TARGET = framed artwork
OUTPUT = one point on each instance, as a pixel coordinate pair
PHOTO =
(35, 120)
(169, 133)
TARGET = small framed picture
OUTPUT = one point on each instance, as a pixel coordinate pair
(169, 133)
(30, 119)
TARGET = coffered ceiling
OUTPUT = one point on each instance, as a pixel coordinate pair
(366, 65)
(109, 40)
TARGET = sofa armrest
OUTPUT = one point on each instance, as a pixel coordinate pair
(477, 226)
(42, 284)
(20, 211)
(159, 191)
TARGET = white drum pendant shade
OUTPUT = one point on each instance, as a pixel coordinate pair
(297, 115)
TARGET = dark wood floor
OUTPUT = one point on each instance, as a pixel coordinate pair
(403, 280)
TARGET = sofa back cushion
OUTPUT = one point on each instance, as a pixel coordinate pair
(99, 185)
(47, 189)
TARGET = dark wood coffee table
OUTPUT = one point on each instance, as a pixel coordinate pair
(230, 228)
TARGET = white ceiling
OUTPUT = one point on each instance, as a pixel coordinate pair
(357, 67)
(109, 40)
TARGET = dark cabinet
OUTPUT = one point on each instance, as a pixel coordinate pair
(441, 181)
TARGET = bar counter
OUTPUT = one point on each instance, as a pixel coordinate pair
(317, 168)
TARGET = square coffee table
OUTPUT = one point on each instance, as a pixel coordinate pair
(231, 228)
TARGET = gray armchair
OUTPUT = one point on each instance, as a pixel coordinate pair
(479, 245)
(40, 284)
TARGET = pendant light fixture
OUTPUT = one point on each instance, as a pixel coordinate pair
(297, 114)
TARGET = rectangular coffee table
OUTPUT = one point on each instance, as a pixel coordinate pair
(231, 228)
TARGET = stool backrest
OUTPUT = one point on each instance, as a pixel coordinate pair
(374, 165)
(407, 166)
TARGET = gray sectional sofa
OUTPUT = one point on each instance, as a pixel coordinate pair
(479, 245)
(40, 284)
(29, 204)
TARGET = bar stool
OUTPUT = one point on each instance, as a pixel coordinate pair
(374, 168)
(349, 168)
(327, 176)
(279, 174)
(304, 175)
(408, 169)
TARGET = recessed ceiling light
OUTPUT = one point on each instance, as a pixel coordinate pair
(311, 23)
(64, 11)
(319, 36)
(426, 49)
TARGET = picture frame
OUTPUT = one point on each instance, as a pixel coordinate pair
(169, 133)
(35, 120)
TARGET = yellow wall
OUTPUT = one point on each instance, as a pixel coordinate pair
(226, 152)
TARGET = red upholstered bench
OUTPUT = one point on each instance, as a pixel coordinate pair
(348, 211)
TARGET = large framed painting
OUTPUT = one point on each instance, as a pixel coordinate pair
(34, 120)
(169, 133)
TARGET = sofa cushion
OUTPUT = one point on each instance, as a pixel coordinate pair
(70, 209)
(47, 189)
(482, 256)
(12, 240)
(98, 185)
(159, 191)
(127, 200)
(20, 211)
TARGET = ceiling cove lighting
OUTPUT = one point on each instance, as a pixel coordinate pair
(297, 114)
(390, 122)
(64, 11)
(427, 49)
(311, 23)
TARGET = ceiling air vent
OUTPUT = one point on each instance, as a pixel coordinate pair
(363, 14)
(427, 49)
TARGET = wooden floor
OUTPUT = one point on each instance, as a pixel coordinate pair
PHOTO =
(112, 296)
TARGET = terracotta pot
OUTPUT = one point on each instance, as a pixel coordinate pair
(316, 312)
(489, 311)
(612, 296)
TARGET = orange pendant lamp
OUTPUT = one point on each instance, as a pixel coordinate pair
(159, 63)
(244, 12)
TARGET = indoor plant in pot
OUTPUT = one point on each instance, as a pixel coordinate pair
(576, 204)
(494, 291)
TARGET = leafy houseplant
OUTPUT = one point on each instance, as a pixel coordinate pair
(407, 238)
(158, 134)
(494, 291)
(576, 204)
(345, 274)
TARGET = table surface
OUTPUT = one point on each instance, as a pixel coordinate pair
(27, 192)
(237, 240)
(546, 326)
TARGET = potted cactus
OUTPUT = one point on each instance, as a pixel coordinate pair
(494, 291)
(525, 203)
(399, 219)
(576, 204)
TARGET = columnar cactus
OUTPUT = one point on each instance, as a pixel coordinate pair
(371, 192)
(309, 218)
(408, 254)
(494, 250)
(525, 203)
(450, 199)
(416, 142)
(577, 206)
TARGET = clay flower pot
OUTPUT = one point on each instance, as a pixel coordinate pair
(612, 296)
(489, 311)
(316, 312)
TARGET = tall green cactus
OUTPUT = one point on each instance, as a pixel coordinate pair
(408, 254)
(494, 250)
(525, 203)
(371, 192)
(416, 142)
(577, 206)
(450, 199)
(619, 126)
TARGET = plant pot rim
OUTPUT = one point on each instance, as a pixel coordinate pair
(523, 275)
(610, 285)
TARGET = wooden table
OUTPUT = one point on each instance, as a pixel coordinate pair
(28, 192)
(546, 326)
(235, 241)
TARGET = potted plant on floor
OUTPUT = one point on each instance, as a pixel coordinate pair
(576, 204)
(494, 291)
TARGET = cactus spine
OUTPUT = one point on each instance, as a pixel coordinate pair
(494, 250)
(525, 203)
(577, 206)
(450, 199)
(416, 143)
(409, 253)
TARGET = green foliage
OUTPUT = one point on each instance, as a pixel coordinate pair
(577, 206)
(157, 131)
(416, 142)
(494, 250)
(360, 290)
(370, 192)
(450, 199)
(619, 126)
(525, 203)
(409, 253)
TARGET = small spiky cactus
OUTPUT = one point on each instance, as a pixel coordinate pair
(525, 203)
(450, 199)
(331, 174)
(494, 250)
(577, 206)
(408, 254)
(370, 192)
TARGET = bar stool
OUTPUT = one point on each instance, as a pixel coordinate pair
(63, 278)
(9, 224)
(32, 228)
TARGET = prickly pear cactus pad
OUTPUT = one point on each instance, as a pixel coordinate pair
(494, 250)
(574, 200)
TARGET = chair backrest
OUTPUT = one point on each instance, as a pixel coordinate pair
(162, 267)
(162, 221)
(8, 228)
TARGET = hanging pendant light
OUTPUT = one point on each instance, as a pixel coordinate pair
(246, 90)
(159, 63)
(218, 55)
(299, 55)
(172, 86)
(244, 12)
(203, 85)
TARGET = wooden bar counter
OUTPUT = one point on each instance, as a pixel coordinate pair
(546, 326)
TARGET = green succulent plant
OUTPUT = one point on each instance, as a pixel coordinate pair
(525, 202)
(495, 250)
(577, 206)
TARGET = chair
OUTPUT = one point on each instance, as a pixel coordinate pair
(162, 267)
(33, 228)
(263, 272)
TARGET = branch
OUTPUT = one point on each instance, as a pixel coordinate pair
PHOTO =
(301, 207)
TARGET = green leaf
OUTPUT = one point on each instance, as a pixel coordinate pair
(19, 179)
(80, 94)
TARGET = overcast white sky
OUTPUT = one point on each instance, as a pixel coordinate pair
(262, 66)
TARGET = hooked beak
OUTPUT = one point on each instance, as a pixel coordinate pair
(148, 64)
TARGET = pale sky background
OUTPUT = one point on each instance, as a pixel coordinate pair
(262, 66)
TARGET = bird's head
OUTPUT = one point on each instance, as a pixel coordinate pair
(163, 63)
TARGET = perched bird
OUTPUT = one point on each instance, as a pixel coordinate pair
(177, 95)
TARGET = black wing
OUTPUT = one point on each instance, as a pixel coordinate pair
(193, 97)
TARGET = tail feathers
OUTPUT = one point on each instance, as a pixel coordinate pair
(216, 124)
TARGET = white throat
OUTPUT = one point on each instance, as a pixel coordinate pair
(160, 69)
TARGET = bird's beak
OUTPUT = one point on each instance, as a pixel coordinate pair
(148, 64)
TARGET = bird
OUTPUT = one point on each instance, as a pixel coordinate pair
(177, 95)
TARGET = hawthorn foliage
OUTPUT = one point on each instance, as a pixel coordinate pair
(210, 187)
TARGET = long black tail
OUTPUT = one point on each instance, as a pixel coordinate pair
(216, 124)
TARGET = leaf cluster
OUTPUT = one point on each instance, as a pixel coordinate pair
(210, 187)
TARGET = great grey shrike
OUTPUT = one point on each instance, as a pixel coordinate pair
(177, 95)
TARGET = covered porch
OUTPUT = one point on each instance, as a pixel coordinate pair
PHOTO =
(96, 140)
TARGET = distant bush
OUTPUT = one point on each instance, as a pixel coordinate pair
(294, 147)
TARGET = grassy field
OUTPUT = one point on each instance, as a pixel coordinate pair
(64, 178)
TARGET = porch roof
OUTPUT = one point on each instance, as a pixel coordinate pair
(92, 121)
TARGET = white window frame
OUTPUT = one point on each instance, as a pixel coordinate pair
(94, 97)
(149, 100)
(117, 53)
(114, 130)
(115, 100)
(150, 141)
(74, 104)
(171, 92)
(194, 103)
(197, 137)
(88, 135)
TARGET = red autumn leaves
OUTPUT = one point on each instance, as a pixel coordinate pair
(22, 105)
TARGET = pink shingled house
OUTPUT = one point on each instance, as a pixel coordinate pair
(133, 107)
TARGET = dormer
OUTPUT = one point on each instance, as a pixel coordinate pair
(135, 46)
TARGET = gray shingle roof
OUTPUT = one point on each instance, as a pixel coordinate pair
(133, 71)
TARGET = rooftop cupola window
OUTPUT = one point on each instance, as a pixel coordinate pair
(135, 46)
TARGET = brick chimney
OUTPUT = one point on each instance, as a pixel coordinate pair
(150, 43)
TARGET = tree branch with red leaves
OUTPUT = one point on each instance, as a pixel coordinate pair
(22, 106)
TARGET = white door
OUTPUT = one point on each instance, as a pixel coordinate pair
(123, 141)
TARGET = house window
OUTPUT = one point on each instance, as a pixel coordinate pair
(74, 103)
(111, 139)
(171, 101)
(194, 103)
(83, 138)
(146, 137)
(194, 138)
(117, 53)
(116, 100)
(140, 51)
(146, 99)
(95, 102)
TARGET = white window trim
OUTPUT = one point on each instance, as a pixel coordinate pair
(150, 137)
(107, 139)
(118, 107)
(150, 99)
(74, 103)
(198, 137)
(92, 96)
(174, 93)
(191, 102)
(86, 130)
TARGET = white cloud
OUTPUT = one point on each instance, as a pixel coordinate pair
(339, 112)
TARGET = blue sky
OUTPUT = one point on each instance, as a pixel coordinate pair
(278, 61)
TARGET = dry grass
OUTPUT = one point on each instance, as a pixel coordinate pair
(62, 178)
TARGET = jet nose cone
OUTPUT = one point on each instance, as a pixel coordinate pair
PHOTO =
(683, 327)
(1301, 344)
+++++
## OBJETIVO PLANTEADO
Convierte en una tabla Markdown con las columnas Número y Línea las líneas que van desde la que contiene "TARGET = blue sky" hasta la última, ambas incluidas. Omite las líneas en blanco.

## RESULTADO DEL EJERCICIO
| Número | Línea |
|---|---|
| 1 | TARGET = blue sky |
| 2 | OUTPUT = one point on each instance, as a pixel coordinate pair |
| 3 | (278, 61) |
| 4 | TARGET = dry grass |
| 5 | OUTPUT = one point on each instance, as a pixel coordinate pair |
| 6 | (62, 178) |
| 7 | TARGET = jet nose cone |
| 8 | OUTPUT = one point on each instance, as a pixel coordinate pair |
| 9 | PHOTO = |
| 10 | (683, 327) |
| 11 | (1301, 344) |